What needs to be done - Omitting all pictures, print the lines of the listing from the one containing "I need bounding boxes for every white exhaust" through the final line, both ends included, with no other text.

--------------------

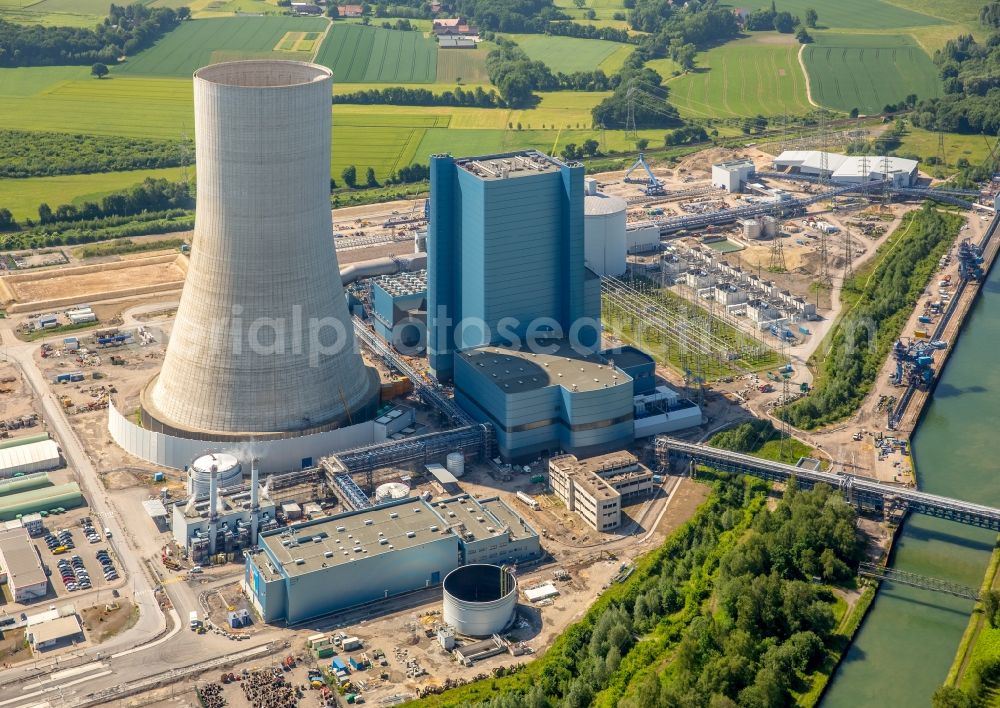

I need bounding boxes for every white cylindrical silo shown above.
[446,452,465,478]
[443,564,518,637]
[188,452,242,497]
[584,194,627,277]
[141,60,378,438]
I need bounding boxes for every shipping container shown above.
[342,636,362,651]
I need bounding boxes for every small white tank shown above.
[188,452,242,497]
[446,452,465,478]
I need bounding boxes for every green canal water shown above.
[822,273,1000,706]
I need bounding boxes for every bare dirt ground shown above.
[81,600,138,644]
[7,257,185,304]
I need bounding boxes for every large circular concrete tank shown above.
[443,564,517,637]
[375,482,410,504]
[141,60,378,439]
[584,194,627,277]
[188,452,242,496]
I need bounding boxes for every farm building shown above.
[0,440,61,478]
[291,2,322,14]
[244,494,539,624]
[432,18,477,36]
[0,527,47,601]
[337,4,363,16]
[438,36,476,49]
[773,151,918,187]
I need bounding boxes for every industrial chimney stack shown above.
[250,457,260,542]
[139,60,377,438]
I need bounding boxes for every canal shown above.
[822,271,1000,705]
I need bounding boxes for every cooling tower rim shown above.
[136,370,379,441]
[194,60,332,89]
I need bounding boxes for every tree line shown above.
[0,130,192,179]
[911,30,1000,136]
[333,85,503,108]
[0,3,188,67]
[339,163,429,189]
[31,178,192,228]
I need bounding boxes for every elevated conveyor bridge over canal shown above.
[656,437,1000,530]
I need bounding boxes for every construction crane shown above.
[623,152,665,196]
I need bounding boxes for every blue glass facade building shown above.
[427,151,600,382]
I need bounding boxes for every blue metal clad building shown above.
[603,346,656,396]
[243,494,541,624]
[370,270,427,353]
[454,343,635,461]
[428,151,599,382]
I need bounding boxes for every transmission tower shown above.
[843,226,854,280]
[860,154,870,198]
[817,229,832,287]
[624,80,637,139]
[881,149,892,207]
[768,202,786,272]
[937,128,947,168]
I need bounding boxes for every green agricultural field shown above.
[667,34,811,118]
[0,0,106,26]
[435,44,493,84]
[116,17,327,77]
[499,33,627,74]
[734,0,944,29]
[315,24,437,83]
[876,0,984,25]
[0,167,187,221]
[803,33,941,114]
[332,115,433,182]
[553,0,626,22]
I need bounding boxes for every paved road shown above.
[0,326,259,706]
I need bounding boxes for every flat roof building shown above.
[712,159,756,192]
[245,494,539,624]
[774,150,918,187]
[427,151,599,382]
[370,270,427,354]
[27,614,82,650]
[454,341,635,461]
[548,452,654,531]
[0,527,47,602]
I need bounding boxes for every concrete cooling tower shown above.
[140,61,378,439]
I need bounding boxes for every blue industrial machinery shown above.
[892,338,935,387]
[623,153,665,196]
[958,239,984,281]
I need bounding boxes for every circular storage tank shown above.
[446,452,465,478]
[584,194,627,277]
[443,564,518,637]
[188,452,242,496]
[375,481,410,504]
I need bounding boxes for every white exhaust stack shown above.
[208,466,219,554]
[250,457,260,542]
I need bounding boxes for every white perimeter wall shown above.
[108,401,374,473]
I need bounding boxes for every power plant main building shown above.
[140,61,378,439]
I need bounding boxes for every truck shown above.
[189,611,201,629]
[515,491,540,511]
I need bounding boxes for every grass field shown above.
[0,0,106,26]
[553,0,626,22]
[499,33,629,74]
[0,167,187,221]
[734,0,944,29]
[314,24,437,83]
[803,33,941,114]
[881,0,984,25]
[116,17,327,77]
[667,34,811,118]
[897,127,994,174]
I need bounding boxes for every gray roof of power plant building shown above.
[0,528,46,588]
[454,150,564,181]
[260,498,451,577]
[457,341,630,395]
[431,495,526,543]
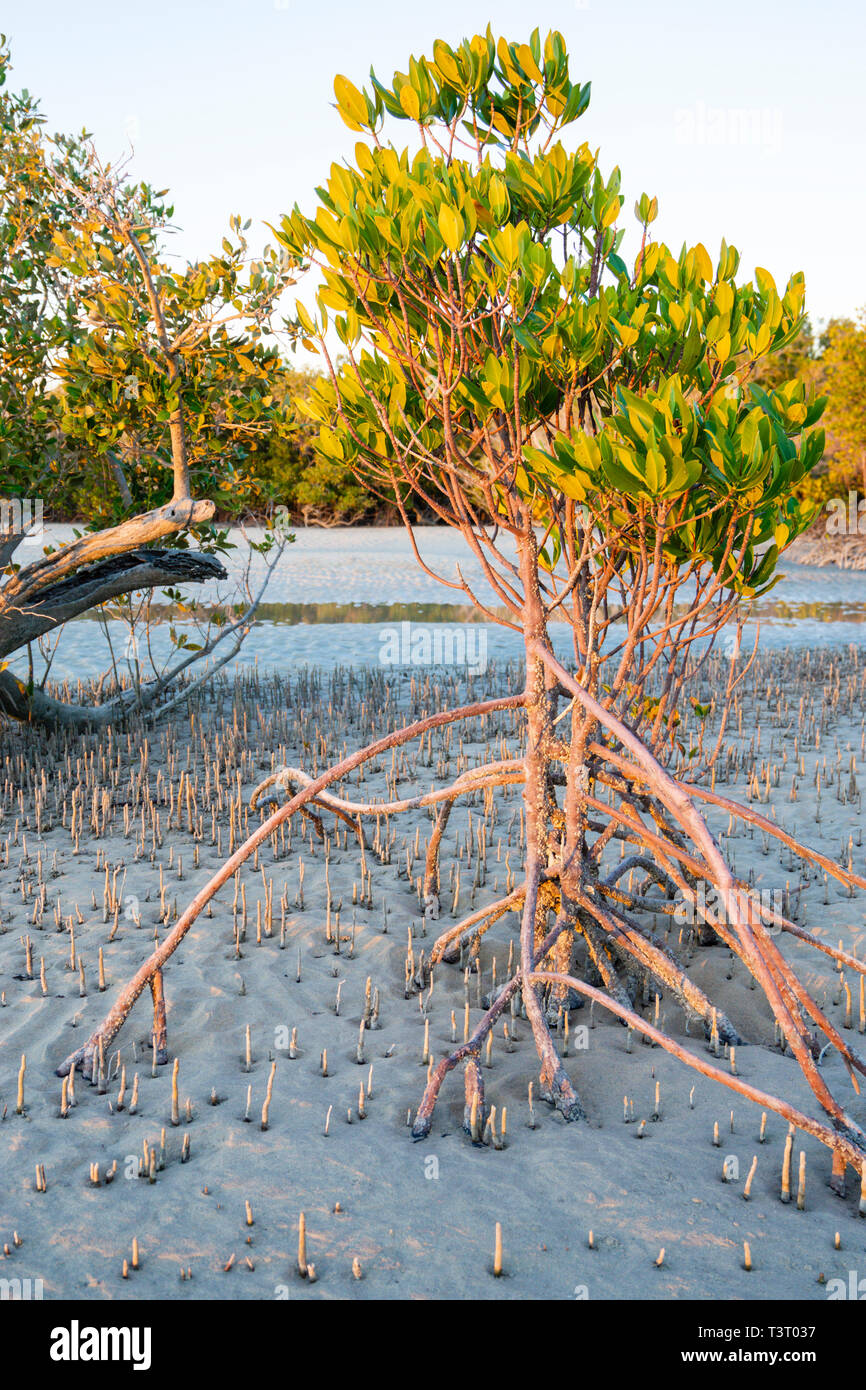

--------------------

Response area -
I need bounding boxes for every white exhaust stack shown above.
[208,466,219,554]
[250,457,260,542]
I need bounding boxes for every white perimeter wall shown above.
[108,401,374,473]
I need bounding boxes for every power plant main building shown above.
[140,61,378,439]
I need bounding boxes for every truck shown above.
[189,611,201,629]
[515,491,540,511]
I need bounding boxes for every grass field shown above.
[0,0,106,26]
[553,0,626,22]
[499,33,629,74]
[0,167,187,221]
[734,0,944,29]
[314,24,437,83]
[803,33,941,114]
[881,0,984,25]
[116,17,327,77]
[667,34,811,118]
[897,127,994,174]
I need bounding boxes for every gray roof of power plant building shown above.
[0,528,46,588]
[454,150,564,181]
[260,498,451,577]
[457,341,630,395]
[431,495,526,543]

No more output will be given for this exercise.